** Start **
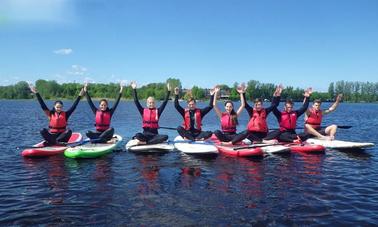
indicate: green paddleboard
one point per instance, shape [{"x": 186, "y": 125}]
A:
[{"x": 93, "y": 150}]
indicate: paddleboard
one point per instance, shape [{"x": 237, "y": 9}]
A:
[
  {"x": 275, "y": 149},
  {"x": 305, "y": 147},
  {"x": 93, "y": 150},
  {"x": 195, "y": 147},
  {"x": 39, "y": 150},
  {"x": 339, "y": 144},
  {"x": 149, "y": 148},
  {"x": 240, "y": 151}
]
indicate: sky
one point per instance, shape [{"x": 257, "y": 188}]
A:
[{"x": 300, "y": 43}]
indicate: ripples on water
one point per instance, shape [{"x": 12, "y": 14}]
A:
[{"x": 174, "y": 189}]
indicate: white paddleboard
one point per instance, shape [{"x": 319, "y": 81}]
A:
[
  {"x": 275, "y": 149},
  {"x": 149, "y": 148},
  {"x": 339, "y": 144},
  {"x": 194, "y": 147}
]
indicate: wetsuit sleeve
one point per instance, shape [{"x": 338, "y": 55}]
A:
[
  {"x": 275, "y": 102},
  {"x": 114, "y": 107},
  {"x": 73, "y": 107},
  {"x": 93, "y": 107},
  {"x": 137, "y": 103},
  {"x": 207, "y": 109},
  {"x": 178, "y": 107},
  {"x": 162, "y": 106},
  {"x": 43, "y": 104},
  {"x": 304, "y": 107},
  {"x": 248, "y": 107},
  {"x": 277, "y": 113}
]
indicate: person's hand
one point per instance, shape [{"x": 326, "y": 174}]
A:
[
  {"x": 212, "y": 91},
  {"x": 176, "y": 90},
  {"x": 121, "y": 84},
  {"x": 85, "y": 86},
  {"x": 339, "y": 97},
  {"x": 241, "y": 88},
  {"x": 278, "y": 90},
  {"x": 133, "y": 85},
  {"x": 216, "y": 89},
  {"x": 33, "y": 89},
  {"x": 82, "y": 92},
  {"x": 308, "y": 92}
]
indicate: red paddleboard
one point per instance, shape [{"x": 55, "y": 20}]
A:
[
  {"x": 240, "y": 151},
  {"x": 305, "y": 148},
  {"x": 39, "y": 150}
]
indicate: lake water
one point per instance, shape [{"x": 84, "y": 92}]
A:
[{"x": 335, "y": 188}]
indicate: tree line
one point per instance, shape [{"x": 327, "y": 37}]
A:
[{"x": 352, "y": 91}]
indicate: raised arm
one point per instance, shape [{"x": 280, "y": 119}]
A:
[
  {"x": 334, "y": 105},
  {"x": 40, "y": 100},
  {"x": 276, "y": 99},
  {"x": 207, "y": 109},
  {"x": 217, "y": 111},
  {"x": 306, "y": 102},
  {"x": 177, "y": 104},
  {"x": 135, "y": 96},
  {"x": 114, "y": 107},
  {"x": 93, "y": 107},
  {"x": 241, "y": 91},
  {"x": 74, "y": 105},
  {"x": 162, "y": 106}
]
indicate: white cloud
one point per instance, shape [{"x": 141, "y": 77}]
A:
[
  {"x": 38, "y": 11},
  {"x": 78, "y": 70},
  {"x": 64, "y": 51}
]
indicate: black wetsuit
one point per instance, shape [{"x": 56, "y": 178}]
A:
[
  {"x": 106, "y": 135},
  {"x": 193, "y": 133},
  {"x": 287, "y": 135},
  {"x": 253, "y": 136},
  {"x": 150, "y": 135},
  {"x": 60, "y": 137}
]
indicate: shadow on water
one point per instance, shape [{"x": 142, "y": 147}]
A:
[
  {"x": 355, "y": 153},
  {"x": 332, "y": 188}
]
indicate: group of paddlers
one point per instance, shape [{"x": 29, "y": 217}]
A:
[{"x": 191, "y": 128}]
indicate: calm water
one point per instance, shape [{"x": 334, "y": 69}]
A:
[{"x": 171, "y": 189}]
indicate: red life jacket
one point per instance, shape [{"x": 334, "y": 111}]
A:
[
  {"x": 58, "y": 122},
  {"x": 288, "y": 121},
  {"x": 197, "y": 119},
  {"x": 227, "y": 124},
  {"x": 150, "y": 118},
  {"x": 102, "y": 120},
  {"x": 315, "y": 118},
  {"x": 257, "y": 123}
]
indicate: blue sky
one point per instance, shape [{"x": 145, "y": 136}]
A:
[{"x": 202, "y": 42}]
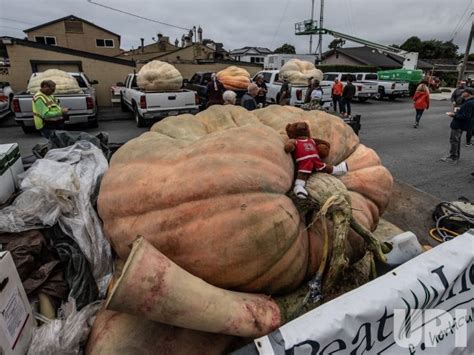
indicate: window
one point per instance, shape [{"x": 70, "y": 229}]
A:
[
  {"x": 73, "y": 26},
  {"x": 267, "y": 77},
  {"x": 107, "y": 43},
  {"x": 49, "y": 40},
  {"x": 370, "y": 77}
]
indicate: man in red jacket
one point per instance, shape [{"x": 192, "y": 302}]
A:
[{"x": 421, "y": 100}]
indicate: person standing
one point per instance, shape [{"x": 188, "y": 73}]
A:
[
  {"x": 215, "y": 89},
  {"x": 348, "y": 94},
  {"x": 261, "y": 97},
  {"x": 336, "y": 94},
  {"x": 309, "y": 89},
  {"x": 248, "y": 100},
  {"x": 47, "y": 113},
  {"x": 462, "y": 120},
  {"x": 421, "y": 101},
  {"x": 456, "y": 97},
  {"x": 285, "y": 93}
]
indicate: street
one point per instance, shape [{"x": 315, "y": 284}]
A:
[{"x": 412, "y": 155}]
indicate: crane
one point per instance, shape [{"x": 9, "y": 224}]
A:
[{"x": 310, "y": 27}]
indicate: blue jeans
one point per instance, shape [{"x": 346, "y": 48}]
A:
[
  {"x": 419, "y": 113},
  {"x": 346, "y": 106}
]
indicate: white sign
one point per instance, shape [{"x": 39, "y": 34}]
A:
[{"x": 425, "y": 306}]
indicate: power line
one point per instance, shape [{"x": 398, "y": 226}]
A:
[
  {"x": 461, "y": 28},
  {"x": 135, "y": 15},
  {"x": 456, "y": 29},
  {"x": 279, "y": 23},
  {"x": 13, "y": 20}
]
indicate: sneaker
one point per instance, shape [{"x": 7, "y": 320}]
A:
[{"x": 449, "y": 160}]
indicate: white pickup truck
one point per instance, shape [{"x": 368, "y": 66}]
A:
[
  {"x": 364, "y": 90},
  {"x": 298, "y": 92},
  {"x": 6, "y": 99},
  {"x": 154, "y": 105},
  {"x": 82, "y": 106},
  {"x": 389, "y": 89}
]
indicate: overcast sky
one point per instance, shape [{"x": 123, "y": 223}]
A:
[{"x": 265, "y": 23}]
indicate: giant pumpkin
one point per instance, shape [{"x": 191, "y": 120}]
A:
[
  {"x": 234, "y": 78},
  {"x": 210, "y": 192}
]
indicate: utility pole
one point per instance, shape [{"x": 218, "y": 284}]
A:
[
  {"x": 320, "y": 45},
  {"x": 311, "y": 36},
  {"x": 466, "y": 54}
]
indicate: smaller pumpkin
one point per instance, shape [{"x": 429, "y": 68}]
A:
[
  {"x": 234, "y": 78},
  {"x": 65, "y": 83},
  {"x": 297, "y": 72},
  {"x": 159, "y": 76}
]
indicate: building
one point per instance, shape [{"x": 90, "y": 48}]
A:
[
  {"x": 367, "y": 56},
  {"x": 250, "y": 54},
  {"x": 144, "y": 52},
  {"x": 197, "y": 57},
  {"x": 76, "y": 33},
  {"x": 276, "y": 61},
  {"x": 27, "y": 57}
]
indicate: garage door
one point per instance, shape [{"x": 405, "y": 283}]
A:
[{"x": 65, "y": 67}]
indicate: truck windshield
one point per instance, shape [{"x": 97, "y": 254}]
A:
[
  {"x": 80, "y": 81},
  {"x": 330, "y": 77}
]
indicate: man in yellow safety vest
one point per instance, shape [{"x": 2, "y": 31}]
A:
[{"x": 47, "y": 113}]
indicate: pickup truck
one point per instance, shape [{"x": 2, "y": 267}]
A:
[
  {"x": 198, "y": 83},
  {"x": 6, "y": 99},
  {"x": 154, "y": 105},
  {"x": 364, "y": 90},
  {"x": 82, "y": 106},
  {"x": 390, "y": 89},
  {"x": 298, "y": 92}
]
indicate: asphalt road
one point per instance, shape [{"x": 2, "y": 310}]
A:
[{"x": 412, "y": 155}]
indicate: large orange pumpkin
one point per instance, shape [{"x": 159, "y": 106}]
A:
[
  {"x": 234, "y": 78},
  {"x": 209, "y": 191}
]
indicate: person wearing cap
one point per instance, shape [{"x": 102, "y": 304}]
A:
[
  {"x": 462, "y": 120},
  {"x": 48, "y": 115},
  {"x": 456, "y": 97},
  {"x": 261, "y": 97},
  {"x": 248, "y": 100},
  {"x": 215, "y": 89},
  {"x": 336, "y": 94}
]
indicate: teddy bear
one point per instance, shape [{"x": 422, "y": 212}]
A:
[{"x": 309, "y": 154}]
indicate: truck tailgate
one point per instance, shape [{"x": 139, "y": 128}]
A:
[{"x": 170, "y": 100}]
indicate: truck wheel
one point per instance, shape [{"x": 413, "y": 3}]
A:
[
  {"x": 123, "y": 106},
  {"x": 138, "y": 118}
]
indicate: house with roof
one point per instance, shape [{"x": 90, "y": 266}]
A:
[
  {"x": 250, "y": 54},
  {"x": 367, "y": 56},
  {"x": 76, "y": 33}
]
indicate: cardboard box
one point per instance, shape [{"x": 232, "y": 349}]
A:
[{"x": 16, "y": 317}]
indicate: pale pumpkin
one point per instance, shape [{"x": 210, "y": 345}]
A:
[
  {"x": 159, "y": 76},
  {"x": 234, "y": 78},
  {"x": 65, "y": 83},
  {"x": 209, "y": 191},
  {"x": 297, "y": 72}
]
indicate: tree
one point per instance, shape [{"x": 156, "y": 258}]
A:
[
  {"x": 336, "y": 43},
  {"x": 286, "y": 49}
]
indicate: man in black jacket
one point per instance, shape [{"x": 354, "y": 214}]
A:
[
  {"x": 461, "y": 122},
  {"x": 348, "y": 94}
]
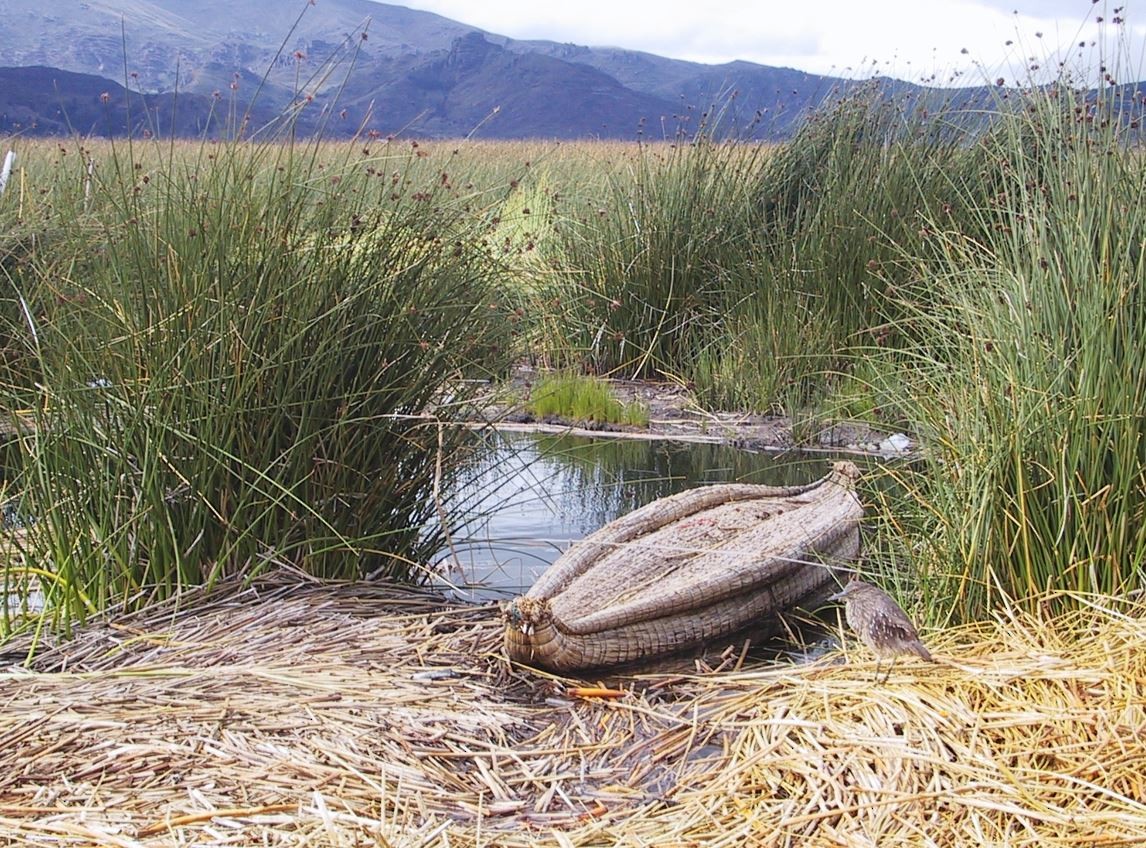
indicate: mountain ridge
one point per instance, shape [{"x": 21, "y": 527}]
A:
[{"x": 393, "y": 70}]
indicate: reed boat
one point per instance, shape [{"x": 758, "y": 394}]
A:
[{"x": 687, "y": 570}]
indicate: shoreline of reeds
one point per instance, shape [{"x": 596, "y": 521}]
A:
[{"x": 394, "y": 720}]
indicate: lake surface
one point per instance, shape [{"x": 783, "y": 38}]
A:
[{"x": 531, "y": 496}]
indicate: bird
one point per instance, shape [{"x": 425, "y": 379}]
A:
[{"x": 880, "y": 623}]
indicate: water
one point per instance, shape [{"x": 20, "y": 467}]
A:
[{"x": 531, "y": 496}]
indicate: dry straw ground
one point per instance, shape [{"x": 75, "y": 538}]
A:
[{"x": 305, "y": 714}]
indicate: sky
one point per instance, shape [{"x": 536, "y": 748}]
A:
[{"x": 950, "y": 41}]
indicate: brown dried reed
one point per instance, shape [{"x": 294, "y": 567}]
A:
[{"x": 296, "y": 713}]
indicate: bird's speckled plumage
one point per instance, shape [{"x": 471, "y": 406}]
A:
[{"x": 880, "y": 622}]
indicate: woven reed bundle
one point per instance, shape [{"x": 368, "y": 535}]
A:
[
  {"x": 687, "y": 570},
  {"x": 303, "y": 714}
]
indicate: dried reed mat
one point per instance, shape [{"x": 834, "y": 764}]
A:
[{"x": 305, "y": 714}]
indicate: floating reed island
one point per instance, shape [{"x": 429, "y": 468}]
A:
[
  {"x": 687, "y": 570},
  {"x": 298, "y": 713}
]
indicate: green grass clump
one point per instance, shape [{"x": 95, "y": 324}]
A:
[
  {"x": 241, "y": 356},
  {"x": 1027, "y": 375},
  {"x": 587, "y": 399}
]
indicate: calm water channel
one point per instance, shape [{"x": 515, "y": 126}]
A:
[{"x": 531, "y": 496}]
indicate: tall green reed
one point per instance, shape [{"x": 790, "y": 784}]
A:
[
  {"x": 242, "y": 354},
  {"x": 1026, "y": 375}
]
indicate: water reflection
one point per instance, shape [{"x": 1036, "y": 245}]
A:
[{"x": 530, "y": 496}]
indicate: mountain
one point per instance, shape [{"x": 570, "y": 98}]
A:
[{"x": 356, "y": 65}]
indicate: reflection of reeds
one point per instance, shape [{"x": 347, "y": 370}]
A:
[{"x": 394, "y": 720}]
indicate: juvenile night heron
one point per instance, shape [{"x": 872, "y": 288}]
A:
[{"x": 880, "y": 622}]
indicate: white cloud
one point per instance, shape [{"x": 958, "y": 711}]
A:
[{"x": 904, "y": 38}]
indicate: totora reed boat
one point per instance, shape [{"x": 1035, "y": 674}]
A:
[{"x": 687, "y": 570}]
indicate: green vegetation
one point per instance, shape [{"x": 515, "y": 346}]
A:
[
  {"x": 582, "y": 399},
  {"x": 217, "y": 356}
]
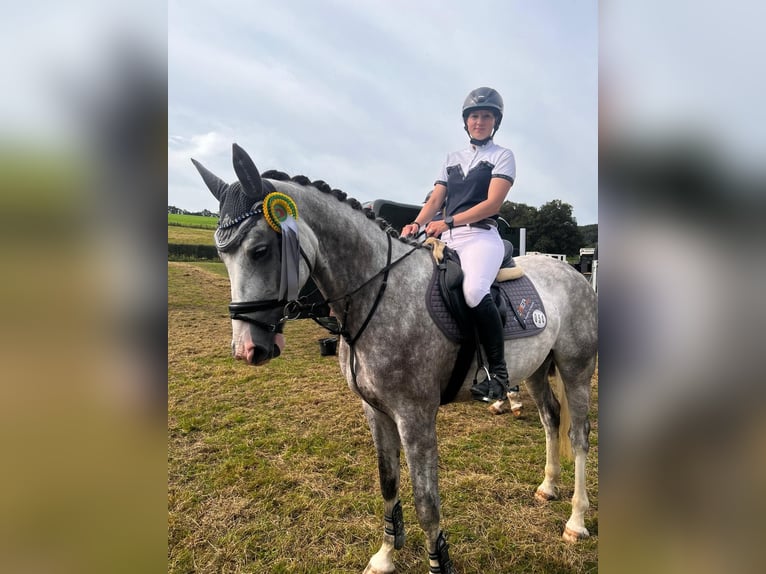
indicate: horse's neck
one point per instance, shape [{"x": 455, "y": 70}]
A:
[{"x": 350, "y": 250}]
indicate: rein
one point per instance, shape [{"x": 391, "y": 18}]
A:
[{"x": 239, "y": 310}]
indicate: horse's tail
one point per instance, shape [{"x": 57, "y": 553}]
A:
[{"x": 565, "y": 419}]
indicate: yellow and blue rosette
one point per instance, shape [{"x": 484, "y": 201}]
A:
[{"x": 276, "y": 208}]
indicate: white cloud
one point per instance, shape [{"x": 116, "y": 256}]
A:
[{"x": 367, "y": 95}]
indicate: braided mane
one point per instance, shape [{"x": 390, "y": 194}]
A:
[{"x": 324, "y": 187}]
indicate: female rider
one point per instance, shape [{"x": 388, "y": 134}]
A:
[{"x": 472, "y": 186}]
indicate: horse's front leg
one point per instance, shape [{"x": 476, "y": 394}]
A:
[
  {"x": 387, "y": 444},
  {"x": 418, "y": 433}
]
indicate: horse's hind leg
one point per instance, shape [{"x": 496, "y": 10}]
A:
[
  {"x": 576, "y": 377},
  {"x": 550, "y": 412},
  {"x": 387, "y": 444},
  {"x": 418, "y": 432}
]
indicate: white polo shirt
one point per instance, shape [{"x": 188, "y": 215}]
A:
[{"x": 467, "y": 173}]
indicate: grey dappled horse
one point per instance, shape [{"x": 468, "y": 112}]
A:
[{"x": 392, "y": 354}]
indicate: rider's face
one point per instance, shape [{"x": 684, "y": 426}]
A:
[{"x": 480, "y": 124}]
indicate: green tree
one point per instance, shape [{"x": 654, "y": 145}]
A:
[
  {"x": 518, "y": 214},
  {"x": 555, "y": 230}
]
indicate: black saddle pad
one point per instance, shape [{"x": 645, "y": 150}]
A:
[{"x": 520, "y": 294}]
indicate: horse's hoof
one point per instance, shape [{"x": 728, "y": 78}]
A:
[
  {"x": 371, "y": 570},
  {"x": 572, "y": 535},
  {"x": 542, "y": 496},
  {"x": 498, "y": 407}
]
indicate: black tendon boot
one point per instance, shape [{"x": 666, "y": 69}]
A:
[{"x": 490, "y": 329}]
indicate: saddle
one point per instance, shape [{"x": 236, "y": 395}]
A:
[{"x": 515, "y": 295}]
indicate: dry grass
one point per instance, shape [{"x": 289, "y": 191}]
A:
[{"x": 272, "y": 469}]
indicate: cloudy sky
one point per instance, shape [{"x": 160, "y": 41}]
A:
[{"x": 367, "y": 94}]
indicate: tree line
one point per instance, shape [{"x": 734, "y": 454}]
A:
[{"x": 551, "y": 228}]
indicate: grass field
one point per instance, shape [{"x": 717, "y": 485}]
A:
[
  {"x": 190, "y": 235},
  {"x": 272, "y": 469}
]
** End **
Copy the records from the line containing "indicate: black saddle pad" through the end of the records, substituting "mark" for every "indicate" and changing nothing else.

Complete answer
mark: black saddle pad
one point per instance, shape [{"x": 645, "y": 150}]
A:
[{"x": 520, "y": 294}]
mark: horse's hoof
one point per instance, shape [{"x": 728, "y": 78}]
A:
[
  {"x": 371, "y": 570},
  {"x": 572, "y": 535},
  {"x": 542, "y": 496},
  {"x": 498, "y": 407}
]
mark: black tendon boot
one point per instance, shape [{"x": 666, "y": 69}]
A:
[{"x": 490, "y": 329}]
mark: saddle
one point per instance, shape [{"x": 236, "y": 395}]
A:
[{"x": 515, "y": 295}]
mark: dry grass
one point per instance, shape [{"x": 289, "y": 191}]
A:
[{"x": 272, "y": 469}]
mark: cloudy sky
one point per instance, shape [{"x": 160, "y": 41}]
A:
[{"x": 367, "y": 94}]
mark: tree line
one point per instance, shape [{"x": 734, "y": 454}]
A:
[{"x": 551, "y": 228}]
mark: grass field
one point per instance, shape [{"x": 717, "y": 485}]
A:
[
  {"x": 190, "y": 235},
  {"x": 272, "y": 469}
]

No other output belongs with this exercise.